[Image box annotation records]
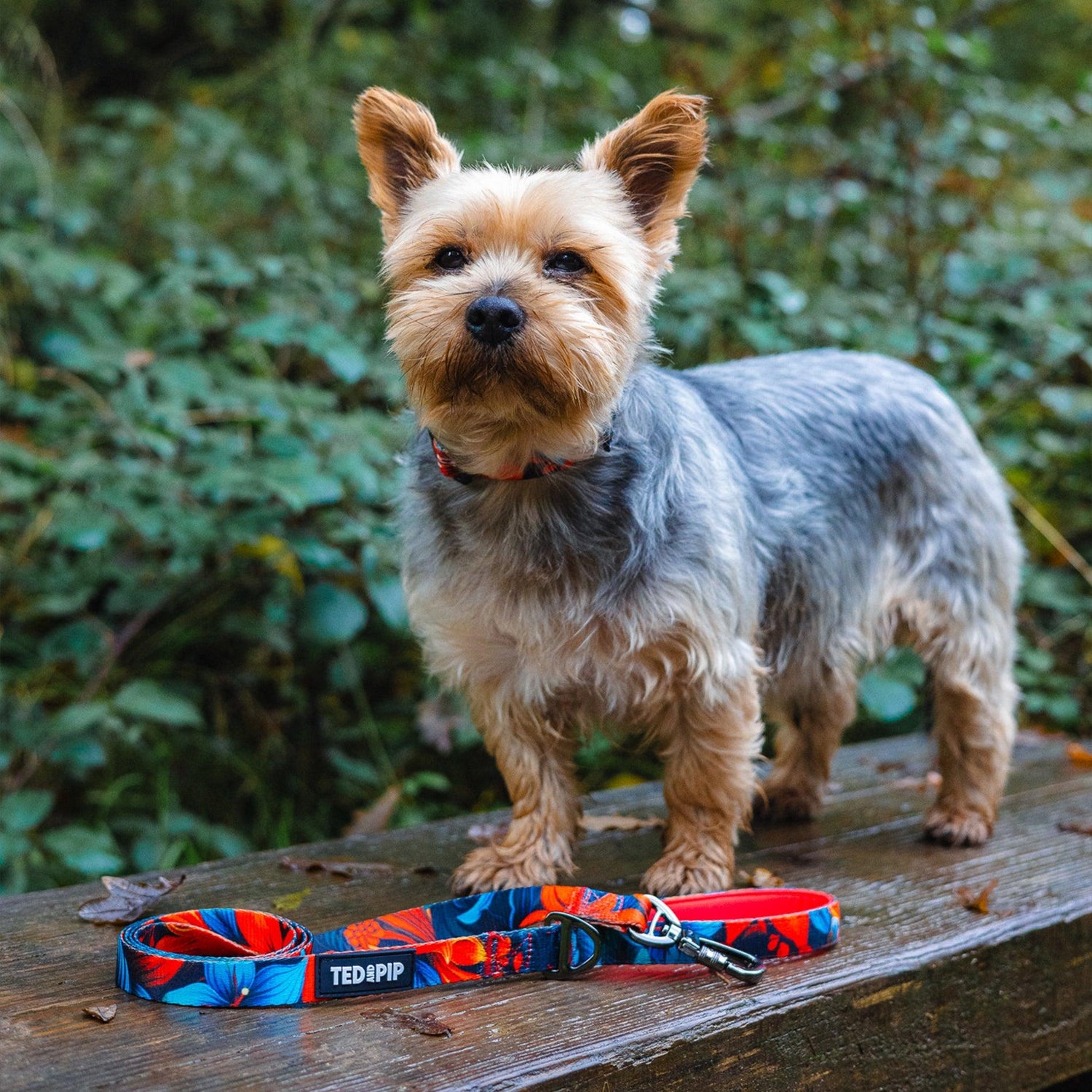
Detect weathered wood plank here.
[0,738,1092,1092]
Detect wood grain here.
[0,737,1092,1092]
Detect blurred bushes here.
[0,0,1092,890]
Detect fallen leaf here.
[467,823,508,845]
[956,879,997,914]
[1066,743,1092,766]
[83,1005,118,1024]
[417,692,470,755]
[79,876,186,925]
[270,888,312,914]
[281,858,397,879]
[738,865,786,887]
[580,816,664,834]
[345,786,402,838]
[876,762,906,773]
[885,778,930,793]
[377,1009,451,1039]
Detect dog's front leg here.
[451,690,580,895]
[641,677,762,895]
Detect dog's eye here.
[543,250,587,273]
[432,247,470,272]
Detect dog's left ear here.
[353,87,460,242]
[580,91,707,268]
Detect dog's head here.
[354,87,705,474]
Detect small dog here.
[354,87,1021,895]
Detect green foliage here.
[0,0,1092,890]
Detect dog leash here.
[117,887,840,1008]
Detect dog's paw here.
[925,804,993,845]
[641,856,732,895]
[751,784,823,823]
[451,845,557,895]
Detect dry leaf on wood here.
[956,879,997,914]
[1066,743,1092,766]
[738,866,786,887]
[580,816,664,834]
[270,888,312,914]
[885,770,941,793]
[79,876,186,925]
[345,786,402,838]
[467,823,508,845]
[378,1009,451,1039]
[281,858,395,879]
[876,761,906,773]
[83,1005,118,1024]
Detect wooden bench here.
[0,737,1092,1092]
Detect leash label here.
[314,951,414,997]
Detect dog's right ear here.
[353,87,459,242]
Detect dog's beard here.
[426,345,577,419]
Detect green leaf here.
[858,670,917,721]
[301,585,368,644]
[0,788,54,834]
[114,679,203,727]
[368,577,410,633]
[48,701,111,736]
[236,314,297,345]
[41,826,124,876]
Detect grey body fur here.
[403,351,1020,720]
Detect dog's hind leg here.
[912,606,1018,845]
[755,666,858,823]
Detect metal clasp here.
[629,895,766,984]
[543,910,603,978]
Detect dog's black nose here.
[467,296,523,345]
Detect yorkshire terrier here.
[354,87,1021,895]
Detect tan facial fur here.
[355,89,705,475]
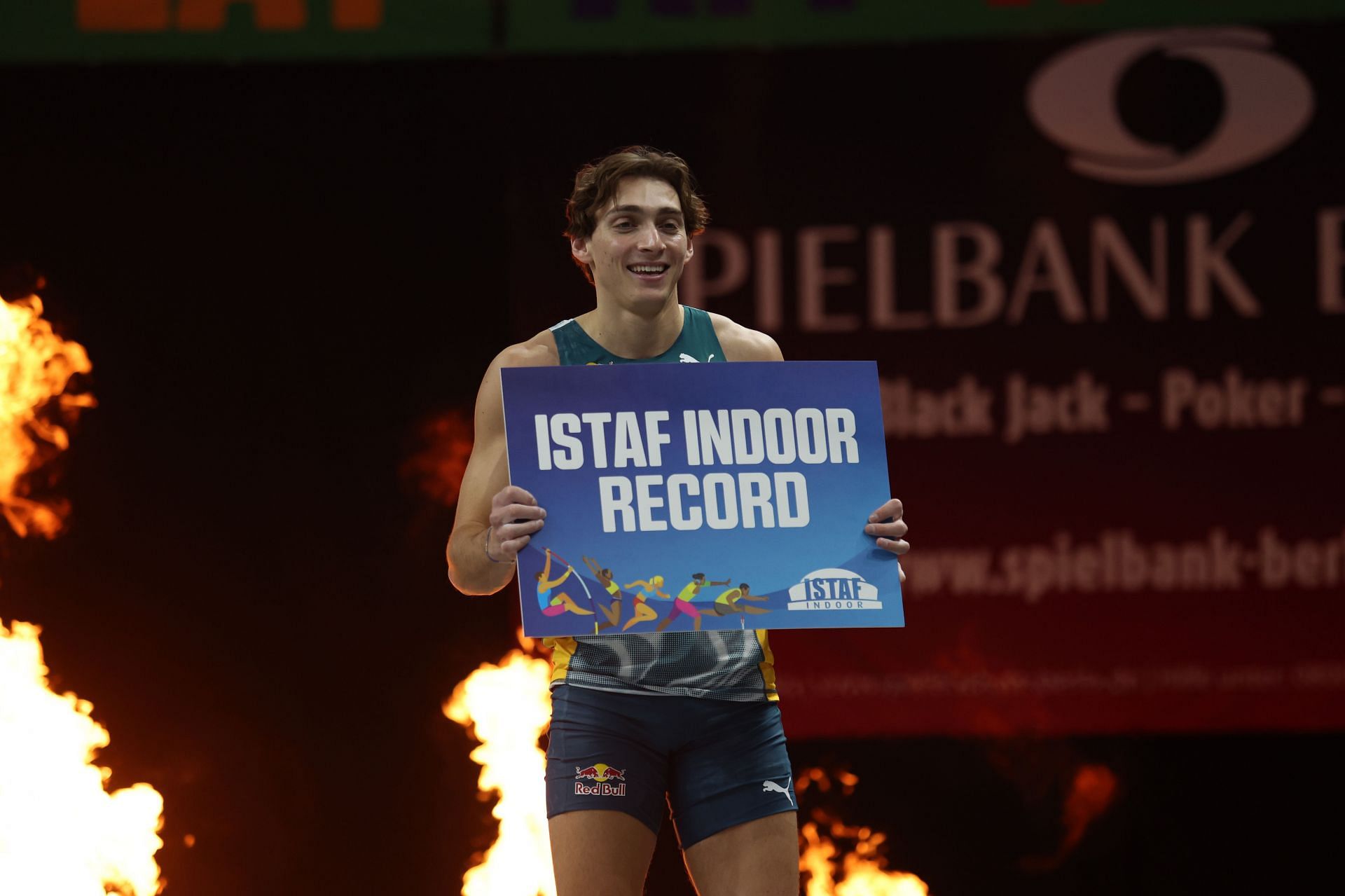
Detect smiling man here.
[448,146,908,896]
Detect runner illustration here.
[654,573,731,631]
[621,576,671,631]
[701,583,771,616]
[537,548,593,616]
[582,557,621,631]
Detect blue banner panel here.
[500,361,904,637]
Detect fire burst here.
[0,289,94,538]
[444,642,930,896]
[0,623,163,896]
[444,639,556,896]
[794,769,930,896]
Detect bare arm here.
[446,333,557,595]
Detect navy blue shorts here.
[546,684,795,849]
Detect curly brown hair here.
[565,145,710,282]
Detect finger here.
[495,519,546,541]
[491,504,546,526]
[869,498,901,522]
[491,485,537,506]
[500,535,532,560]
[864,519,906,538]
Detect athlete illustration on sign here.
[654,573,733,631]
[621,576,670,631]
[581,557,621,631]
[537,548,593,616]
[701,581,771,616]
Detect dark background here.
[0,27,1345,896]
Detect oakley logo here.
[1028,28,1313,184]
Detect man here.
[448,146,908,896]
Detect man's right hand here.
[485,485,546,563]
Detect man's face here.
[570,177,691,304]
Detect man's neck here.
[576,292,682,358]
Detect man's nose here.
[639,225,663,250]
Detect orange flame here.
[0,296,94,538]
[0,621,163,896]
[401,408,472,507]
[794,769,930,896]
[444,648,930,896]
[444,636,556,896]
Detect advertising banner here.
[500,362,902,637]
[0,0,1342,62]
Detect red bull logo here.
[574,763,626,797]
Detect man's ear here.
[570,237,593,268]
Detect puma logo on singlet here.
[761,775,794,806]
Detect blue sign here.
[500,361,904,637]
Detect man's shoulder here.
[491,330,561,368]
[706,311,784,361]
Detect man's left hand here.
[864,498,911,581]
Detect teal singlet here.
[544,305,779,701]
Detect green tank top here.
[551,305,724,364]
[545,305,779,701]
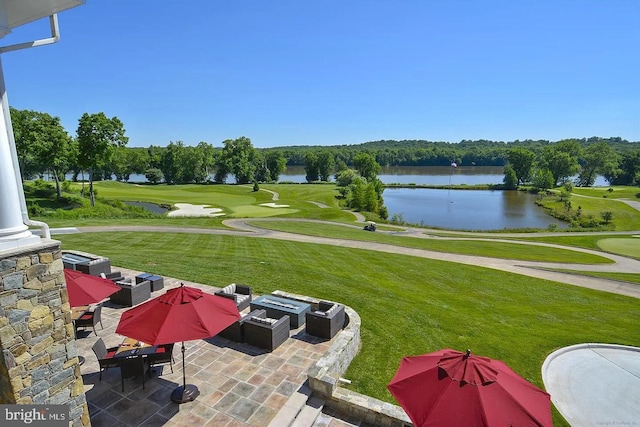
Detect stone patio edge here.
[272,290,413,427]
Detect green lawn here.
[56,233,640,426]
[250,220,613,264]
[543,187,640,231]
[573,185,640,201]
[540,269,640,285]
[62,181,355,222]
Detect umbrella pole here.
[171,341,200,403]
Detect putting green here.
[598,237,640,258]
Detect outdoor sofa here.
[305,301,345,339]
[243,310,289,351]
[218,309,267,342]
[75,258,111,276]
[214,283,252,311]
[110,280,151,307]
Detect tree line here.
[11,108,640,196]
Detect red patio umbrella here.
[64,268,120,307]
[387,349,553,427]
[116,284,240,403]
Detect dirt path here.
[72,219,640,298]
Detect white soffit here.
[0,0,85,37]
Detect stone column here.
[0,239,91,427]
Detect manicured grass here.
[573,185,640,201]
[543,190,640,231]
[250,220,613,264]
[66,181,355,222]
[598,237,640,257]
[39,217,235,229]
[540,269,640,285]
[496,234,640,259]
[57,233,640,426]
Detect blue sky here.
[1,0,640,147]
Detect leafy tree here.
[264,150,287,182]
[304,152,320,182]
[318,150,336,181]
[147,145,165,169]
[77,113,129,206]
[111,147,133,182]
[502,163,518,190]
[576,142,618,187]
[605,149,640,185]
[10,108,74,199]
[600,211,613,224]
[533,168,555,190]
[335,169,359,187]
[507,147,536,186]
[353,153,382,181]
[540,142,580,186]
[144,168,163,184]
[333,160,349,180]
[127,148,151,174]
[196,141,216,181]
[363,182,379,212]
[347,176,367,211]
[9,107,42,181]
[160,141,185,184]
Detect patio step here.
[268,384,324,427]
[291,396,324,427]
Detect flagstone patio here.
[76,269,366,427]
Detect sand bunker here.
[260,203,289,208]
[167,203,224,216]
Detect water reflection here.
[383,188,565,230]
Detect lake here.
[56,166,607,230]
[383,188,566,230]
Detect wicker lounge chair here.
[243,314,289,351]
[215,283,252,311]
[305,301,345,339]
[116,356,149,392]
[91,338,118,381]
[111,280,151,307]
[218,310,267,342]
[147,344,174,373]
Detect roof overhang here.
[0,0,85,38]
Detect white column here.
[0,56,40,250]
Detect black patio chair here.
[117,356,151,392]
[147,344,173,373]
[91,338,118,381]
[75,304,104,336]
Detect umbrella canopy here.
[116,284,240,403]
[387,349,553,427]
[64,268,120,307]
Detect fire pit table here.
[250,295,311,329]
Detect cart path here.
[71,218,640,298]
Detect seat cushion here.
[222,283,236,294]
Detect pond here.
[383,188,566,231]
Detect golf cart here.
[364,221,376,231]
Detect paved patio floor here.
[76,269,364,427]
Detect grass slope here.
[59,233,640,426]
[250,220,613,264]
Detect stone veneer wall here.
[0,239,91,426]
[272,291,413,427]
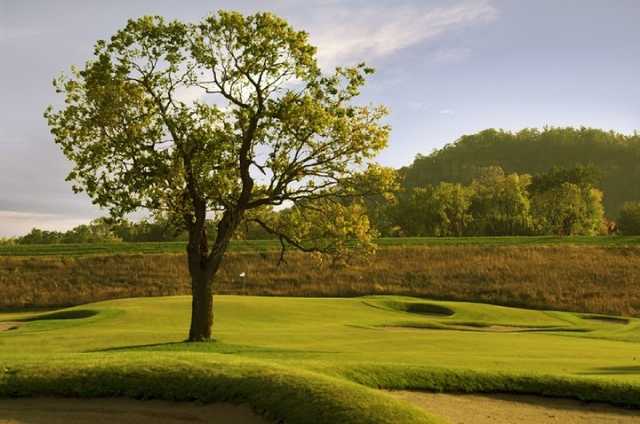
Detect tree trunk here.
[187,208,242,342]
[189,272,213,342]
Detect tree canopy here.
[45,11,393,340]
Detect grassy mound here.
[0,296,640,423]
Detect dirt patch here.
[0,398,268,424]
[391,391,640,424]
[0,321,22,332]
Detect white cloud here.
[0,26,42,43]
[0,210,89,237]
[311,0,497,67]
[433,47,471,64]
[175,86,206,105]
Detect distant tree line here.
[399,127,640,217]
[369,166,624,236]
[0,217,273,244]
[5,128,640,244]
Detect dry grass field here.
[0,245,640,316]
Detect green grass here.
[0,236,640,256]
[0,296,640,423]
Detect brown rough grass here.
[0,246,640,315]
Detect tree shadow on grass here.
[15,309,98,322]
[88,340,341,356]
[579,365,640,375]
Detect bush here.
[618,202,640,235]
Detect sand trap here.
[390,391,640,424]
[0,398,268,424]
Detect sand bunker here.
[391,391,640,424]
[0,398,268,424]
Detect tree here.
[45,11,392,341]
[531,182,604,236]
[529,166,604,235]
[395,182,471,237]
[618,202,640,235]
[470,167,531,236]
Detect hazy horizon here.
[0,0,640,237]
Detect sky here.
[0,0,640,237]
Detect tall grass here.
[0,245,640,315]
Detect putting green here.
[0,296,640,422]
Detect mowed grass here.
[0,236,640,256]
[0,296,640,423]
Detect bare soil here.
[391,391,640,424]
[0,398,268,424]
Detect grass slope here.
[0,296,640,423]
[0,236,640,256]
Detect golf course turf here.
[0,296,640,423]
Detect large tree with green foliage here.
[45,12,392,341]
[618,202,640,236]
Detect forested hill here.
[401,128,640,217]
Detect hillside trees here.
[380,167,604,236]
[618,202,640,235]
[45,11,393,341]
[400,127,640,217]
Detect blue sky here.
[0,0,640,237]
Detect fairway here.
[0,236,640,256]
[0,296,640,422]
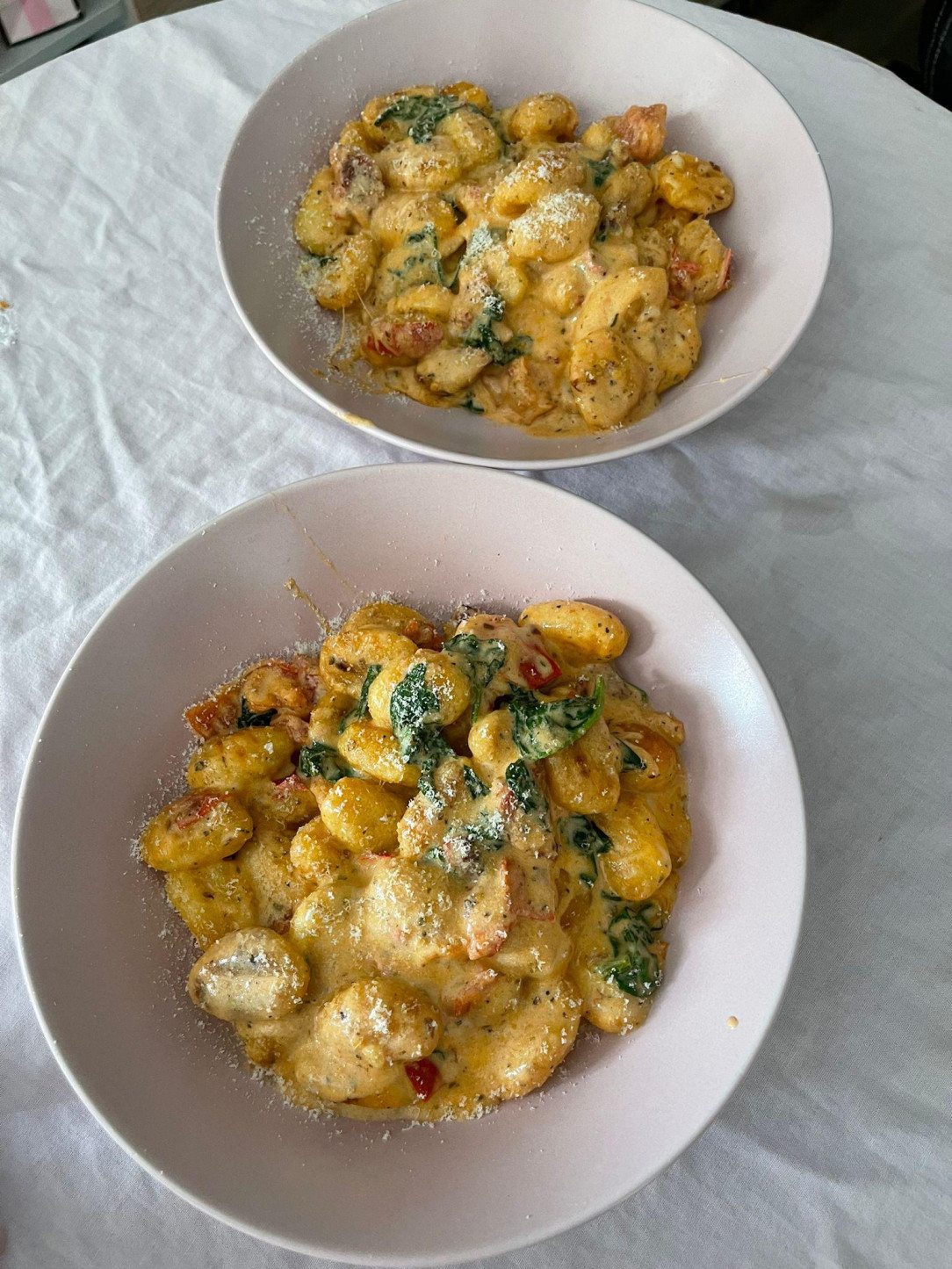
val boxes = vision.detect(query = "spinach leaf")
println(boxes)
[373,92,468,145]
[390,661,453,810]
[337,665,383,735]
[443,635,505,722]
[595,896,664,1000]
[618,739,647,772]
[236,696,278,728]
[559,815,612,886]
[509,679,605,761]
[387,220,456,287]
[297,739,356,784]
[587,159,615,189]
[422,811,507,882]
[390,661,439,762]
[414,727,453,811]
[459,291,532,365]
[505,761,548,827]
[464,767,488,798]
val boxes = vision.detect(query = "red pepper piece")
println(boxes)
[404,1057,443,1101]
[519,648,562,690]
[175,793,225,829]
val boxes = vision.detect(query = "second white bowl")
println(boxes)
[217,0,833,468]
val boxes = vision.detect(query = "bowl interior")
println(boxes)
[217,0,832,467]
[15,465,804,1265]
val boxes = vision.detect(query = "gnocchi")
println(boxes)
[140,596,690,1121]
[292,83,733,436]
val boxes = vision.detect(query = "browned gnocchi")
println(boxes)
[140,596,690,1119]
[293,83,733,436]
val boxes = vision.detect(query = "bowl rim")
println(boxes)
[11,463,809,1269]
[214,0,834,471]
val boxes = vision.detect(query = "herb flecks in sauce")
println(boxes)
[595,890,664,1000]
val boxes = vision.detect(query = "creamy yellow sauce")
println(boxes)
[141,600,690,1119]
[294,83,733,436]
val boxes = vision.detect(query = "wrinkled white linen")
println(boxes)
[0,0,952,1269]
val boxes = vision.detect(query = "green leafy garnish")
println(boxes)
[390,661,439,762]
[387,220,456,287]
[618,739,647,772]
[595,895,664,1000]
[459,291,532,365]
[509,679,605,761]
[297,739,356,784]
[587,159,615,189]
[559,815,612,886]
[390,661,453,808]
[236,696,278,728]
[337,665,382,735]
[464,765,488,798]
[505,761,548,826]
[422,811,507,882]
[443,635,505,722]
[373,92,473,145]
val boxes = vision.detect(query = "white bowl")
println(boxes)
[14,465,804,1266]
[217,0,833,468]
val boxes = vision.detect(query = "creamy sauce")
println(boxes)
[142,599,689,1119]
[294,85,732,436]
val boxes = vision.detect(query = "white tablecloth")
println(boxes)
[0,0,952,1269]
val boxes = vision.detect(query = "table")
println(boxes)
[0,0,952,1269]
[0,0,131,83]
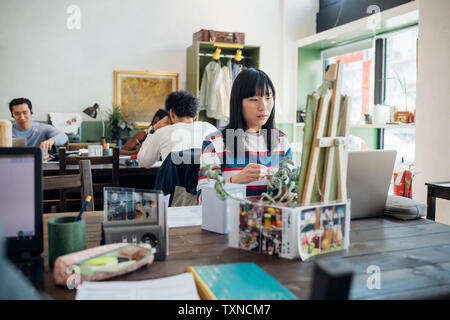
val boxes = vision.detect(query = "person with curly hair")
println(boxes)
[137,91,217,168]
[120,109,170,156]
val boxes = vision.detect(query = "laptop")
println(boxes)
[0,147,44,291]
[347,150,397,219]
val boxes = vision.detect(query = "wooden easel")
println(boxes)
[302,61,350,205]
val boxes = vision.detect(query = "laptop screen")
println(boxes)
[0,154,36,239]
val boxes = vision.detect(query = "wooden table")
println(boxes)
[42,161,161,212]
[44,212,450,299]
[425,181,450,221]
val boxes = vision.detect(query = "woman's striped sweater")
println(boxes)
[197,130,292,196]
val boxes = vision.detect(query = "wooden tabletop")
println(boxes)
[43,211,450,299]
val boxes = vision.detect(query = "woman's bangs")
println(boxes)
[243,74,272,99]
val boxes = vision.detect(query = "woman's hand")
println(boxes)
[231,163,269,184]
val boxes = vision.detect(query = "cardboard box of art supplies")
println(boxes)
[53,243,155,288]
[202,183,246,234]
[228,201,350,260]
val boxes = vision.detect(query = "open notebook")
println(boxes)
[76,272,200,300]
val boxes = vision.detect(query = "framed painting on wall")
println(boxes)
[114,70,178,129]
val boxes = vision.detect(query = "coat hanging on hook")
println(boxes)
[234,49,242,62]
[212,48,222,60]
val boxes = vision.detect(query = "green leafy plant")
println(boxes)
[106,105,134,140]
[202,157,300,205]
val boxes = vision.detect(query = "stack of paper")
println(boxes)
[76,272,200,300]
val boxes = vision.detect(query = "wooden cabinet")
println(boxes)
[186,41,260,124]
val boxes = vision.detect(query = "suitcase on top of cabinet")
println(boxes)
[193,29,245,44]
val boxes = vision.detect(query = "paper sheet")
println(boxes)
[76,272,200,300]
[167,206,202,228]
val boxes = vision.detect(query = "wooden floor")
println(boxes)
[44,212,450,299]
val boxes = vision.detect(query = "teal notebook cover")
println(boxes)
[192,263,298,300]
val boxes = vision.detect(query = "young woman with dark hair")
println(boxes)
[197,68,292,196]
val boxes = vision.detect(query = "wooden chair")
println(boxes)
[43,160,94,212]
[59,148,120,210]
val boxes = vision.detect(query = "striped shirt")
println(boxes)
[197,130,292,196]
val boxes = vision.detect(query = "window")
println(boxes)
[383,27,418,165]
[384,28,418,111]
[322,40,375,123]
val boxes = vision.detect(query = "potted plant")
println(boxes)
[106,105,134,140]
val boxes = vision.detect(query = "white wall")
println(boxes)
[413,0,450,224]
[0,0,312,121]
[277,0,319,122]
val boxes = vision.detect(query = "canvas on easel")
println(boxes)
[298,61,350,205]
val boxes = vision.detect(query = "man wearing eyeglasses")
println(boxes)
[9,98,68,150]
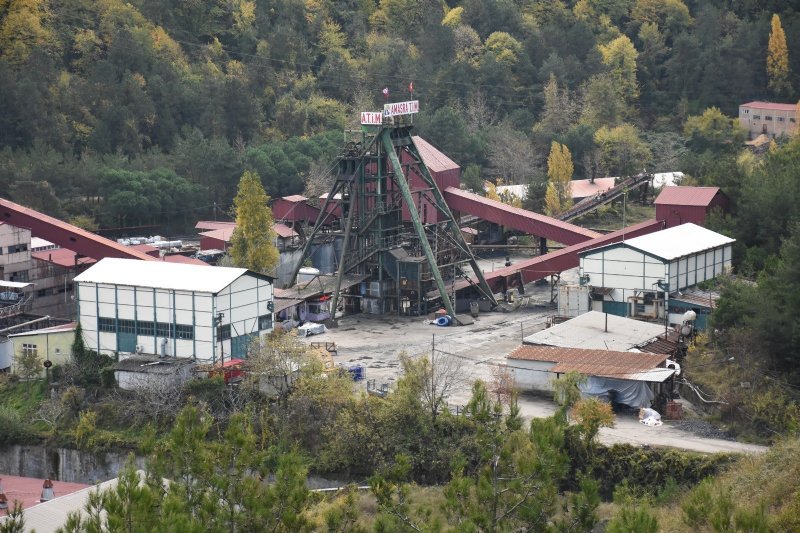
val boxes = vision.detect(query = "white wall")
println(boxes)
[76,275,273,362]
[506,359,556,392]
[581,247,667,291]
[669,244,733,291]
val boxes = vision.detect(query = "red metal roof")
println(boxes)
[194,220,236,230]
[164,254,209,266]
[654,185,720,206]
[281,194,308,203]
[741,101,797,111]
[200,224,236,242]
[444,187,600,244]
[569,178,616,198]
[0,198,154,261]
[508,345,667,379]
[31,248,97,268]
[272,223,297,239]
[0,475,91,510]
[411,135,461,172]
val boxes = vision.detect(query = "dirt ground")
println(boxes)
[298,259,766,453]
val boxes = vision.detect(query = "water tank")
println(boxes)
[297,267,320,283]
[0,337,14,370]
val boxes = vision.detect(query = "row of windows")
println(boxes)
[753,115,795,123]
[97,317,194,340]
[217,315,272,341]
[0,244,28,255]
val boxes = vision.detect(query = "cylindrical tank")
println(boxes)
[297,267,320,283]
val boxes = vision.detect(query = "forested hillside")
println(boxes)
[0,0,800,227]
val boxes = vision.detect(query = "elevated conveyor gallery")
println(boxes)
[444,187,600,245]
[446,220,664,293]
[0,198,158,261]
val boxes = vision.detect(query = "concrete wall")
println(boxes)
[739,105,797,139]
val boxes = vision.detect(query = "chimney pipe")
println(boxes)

▸ Task
Copy the lines of the records word for word, starting at the line that contains "Detect umbrella pole here." and ending at the line that contains "[1,0,640,147]".

▸ Exercise response
Detect umbrella pole here.
[171,341,200,403]
Detect putting green here.
[598,237,640,258]
Detect outdoor sofa here.
[305,301,345,339]
[243,310,289,351]
[218,309,267,342]
[75,258,111,276]
[214,283,252,311]
[110,280,151,307]
Detect tree line here.
[11,108,640,196]
Detect red patio umbrella here.
[64,268,120,307]
[387,349,553,427]
[116,284,240,403]
Detect dirt path here.
[72,219,640,298]
Detect white soffit here.
[0,0,85,37]
Detect stone column here.
[0,239,91,427]
Detect manicured grass here.
[573,185,640,201]
[543,190,640,231]
[250,220,613,264]
[66,181,355,222]
[598,237,640,257]
[39,217,235,229]
[540,269,640,285]
[496,234,640,259]
[57,233,640,426]
Detect blue sky here.
[1,0,640,147]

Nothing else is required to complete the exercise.